Passage shown:

Responding to the Refugee Crisis

September 11, 2015

My dear Brothers and Sisters,

 

All the world has stood aghast at the plight of the Syrian refugees making their way north through Europe.  The stories of suffering and unwelcome, of despair and violence, and of hope in the face of all odds have captivated the attention and awakened the compassion of all people.  The now-iconic photograph of the three-year old boy drowned on the Turkish beach has broken the hearts of all.  He has become not only the visible sign of the despair of this refugee multitude, but to my eyes he is also a representative for all of the lost and forgotten, suffering and dying children across the globe, most of whose pictures we will never see.

 

In the face of such horrors, many are asking how they can help these refugees.  Certainly donations of money are most welcome, as these people crossing borders, often abused and robbed by smugglers, are increasingly arriving in Central Europe with only the clothes on their backs.  We are researching the best avenues for getting donations directly and safely to the places where the need is greatest, and those who would like to join in this effort are encouraged to send monetary donations to the Diocese of New York, marked for refugee relief.

 

But I would like to encourage parishes to do more, and to consider partnering with Episcopal Migration Ministries in offering sponsorship to a refugee or refugee family.  The Episcopal Church has welcomed and resettled refugees from across the world since the nineteenth century.  In 1940, in response to the Nazi oppression of Jewish and other refugees, the Presiding Bishop’s Fund for World Relief was founded, and Episcopal Migration Ministries is a daughter organization of PBFWR.  The Refugee Act of 1980 opened the way for EMM and the Episcopal Church to formally engage the resettlement of refugees, and since then over 50,000 refugees have found safe haven in America, through the sponsorship of our churches and dioceses.

Exercise task A: Lay out the rows from the line with "In this exercise you will pick out the camera" through the line with "(1107, 297)" as a JSON list of strings, one string per line, with blank lines left out.

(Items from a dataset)
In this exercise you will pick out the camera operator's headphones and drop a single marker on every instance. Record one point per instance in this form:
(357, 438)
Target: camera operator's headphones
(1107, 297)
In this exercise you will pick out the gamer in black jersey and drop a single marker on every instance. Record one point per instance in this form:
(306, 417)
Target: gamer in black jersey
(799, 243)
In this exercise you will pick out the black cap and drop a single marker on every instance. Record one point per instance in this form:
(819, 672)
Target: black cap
--
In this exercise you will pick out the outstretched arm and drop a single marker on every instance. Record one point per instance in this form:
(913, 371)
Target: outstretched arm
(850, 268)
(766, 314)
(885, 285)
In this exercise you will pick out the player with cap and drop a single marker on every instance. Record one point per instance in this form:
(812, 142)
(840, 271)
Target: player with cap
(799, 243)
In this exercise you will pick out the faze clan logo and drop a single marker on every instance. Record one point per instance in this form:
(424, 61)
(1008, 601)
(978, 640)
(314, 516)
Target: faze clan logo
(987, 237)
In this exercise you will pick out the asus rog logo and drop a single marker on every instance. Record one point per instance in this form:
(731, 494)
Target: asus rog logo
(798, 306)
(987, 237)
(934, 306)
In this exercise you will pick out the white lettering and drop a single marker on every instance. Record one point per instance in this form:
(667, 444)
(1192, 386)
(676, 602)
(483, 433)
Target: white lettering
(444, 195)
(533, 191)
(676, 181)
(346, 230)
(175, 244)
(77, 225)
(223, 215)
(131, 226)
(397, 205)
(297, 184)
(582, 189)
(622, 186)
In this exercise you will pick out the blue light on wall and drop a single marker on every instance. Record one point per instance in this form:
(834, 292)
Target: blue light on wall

Exercise task B:
Answer these questions about the letter on the refugee crisis:
(i) What date does the letter carry?
(ii) In what year was the Presiding Bishop's Fund for World Relief founded?
(iii) How many refugees does the letter say have found safe haven in America since the Refugee Act of 1980?

Task answer A:
[
  "In this exercise you will pick out the camera operator's headphones and drop a single marker on every instance. Record one point per instance in this form:",
  "(357, 438)",
  "Target: camera operator's headphones",
  "(1107, 297)"
]

Task answer B:
(i) September 11, 2015
(ii) 1940
(iii) Over 50,000